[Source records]
--*--

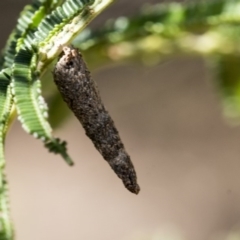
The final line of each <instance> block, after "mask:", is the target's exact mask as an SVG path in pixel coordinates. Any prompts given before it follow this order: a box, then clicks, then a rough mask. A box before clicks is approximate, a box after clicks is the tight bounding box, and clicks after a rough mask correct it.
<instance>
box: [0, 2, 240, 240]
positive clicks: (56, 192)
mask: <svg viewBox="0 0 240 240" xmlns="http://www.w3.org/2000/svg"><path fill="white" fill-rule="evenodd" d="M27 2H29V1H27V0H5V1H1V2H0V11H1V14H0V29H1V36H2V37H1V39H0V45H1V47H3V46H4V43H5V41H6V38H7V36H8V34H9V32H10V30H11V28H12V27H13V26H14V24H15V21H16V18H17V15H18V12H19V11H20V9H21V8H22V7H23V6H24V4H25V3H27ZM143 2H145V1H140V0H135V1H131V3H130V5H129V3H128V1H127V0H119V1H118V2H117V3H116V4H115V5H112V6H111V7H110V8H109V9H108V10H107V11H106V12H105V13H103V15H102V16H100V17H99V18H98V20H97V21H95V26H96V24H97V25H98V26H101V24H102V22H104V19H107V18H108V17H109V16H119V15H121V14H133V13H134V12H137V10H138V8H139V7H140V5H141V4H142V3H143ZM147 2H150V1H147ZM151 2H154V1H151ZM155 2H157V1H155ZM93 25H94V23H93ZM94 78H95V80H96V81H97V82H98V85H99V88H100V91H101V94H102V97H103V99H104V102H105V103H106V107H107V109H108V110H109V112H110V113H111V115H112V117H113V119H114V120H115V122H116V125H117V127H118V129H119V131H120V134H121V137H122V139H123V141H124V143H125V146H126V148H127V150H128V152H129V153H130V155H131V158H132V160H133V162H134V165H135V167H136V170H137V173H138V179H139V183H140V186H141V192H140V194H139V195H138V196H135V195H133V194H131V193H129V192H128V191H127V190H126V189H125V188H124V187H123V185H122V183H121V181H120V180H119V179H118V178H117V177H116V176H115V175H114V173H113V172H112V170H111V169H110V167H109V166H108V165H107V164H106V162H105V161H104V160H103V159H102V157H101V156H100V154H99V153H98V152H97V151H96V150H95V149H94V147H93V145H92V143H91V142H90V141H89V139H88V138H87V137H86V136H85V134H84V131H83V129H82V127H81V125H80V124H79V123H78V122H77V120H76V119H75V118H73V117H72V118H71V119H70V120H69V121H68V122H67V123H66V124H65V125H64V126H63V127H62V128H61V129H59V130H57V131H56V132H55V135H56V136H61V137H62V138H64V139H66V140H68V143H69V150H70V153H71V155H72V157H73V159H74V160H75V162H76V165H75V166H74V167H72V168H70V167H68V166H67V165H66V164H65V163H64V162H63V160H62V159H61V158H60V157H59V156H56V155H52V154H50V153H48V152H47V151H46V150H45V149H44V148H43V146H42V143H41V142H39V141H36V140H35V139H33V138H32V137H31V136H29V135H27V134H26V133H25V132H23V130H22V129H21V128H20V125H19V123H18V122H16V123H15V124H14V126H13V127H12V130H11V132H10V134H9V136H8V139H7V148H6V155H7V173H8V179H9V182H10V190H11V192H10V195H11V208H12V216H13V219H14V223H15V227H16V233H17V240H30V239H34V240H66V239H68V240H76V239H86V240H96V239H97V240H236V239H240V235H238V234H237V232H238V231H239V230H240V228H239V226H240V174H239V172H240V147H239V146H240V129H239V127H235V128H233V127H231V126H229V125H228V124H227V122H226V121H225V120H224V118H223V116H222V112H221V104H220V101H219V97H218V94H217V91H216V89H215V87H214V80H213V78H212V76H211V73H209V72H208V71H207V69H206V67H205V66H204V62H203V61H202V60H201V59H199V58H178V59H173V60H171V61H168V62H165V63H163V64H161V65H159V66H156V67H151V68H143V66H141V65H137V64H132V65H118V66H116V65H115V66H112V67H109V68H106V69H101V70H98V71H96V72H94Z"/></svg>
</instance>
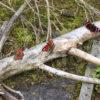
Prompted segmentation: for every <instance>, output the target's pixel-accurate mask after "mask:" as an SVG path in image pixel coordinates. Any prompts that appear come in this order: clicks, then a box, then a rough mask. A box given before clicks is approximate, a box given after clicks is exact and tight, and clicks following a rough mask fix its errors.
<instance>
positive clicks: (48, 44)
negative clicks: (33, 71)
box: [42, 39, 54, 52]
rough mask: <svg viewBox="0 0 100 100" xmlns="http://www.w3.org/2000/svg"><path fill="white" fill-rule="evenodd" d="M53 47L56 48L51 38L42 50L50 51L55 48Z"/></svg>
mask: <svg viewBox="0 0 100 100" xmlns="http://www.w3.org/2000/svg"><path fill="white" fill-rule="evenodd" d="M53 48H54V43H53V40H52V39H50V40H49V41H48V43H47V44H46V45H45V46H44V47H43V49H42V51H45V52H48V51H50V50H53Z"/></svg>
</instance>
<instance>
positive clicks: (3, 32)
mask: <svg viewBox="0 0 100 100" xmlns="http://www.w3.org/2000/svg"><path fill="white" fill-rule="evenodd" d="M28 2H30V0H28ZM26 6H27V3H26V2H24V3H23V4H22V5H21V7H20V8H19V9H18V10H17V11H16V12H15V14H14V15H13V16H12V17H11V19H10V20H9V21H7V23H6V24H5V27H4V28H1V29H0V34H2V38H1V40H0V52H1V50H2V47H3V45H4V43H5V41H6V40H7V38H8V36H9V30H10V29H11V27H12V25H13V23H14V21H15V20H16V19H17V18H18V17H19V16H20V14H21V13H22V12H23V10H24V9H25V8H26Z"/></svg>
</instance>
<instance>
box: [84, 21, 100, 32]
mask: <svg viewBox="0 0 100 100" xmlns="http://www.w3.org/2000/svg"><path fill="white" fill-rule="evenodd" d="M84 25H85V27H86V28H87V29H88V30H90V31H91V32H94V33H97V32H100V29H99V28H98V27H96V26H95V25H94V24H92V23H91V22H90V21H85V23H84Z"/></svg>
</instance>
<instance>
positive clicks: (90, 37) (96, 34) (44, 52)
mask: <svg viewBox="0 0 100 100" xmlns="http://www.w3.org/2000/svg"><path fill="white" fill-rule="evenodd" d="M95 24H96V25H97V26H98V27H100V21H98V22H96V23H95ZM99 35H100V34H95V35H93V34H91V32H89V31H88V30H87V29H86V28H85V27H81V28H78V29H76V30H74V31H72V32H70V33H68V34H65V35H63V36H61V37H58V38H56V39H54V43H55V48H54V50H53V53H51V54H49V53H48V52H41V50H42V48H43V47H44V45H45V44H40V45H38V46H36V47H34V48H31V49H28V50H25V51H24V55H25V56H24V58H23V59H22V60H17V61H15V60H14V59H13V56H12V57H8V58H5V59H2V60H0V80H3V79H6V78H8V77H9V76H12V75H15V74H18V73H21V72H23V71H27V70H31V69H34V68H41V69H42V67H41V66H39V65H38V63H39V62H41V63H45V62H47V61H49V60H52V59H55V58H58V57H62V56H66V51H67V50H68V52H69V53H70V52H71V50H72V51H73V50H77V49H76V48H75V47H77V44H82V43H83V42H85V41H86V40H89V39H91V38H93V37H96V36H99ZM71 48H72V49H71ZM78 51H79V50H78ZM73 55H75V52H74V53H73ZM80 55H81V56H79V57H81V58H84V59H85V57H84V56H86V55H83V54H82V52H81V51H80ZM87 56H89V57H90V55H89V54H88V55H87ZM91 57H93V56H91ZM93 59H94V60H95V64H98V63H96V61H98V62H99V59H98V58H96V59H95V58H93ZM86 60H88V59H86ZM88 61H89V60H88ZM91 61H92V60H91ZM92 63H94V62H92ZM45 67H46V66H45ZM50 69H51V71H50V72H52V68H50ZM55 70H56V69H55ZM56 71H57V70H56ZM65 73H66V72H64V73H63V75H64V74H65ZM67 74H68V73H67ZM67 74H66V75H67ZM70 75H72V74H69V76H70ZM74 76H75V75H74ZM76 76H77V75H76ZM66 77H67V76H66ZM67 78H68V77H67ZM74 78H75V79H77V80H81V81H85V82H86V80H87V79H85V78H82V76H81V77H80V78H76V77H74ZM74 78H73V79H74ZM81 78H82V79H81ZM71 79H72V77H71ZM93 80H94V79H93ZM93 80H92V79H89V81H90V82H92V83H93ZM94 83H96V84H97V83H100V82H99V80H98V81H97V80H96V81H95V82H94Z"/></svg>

--*--

WHAT THE TASK ASKS: Nothing but an exact copy is asked for: the lines from the start of the records through the line with "box: [0, 2, 240, 240]", both ends included, minus any pictures.

SOLUTION TO THIS TASK:
The final line of each <instance> block, after "mask:", is the target's exact mask as an SVG path in pixel coordinates. Any prompts given before it follow this order: a box, then clicks, then a rough mask. A box before clicks is approximate, a box after clicks is the tight bounding box, and clicks after a rough mask correct it.
<instance>
box: [0, 2, 240, 240]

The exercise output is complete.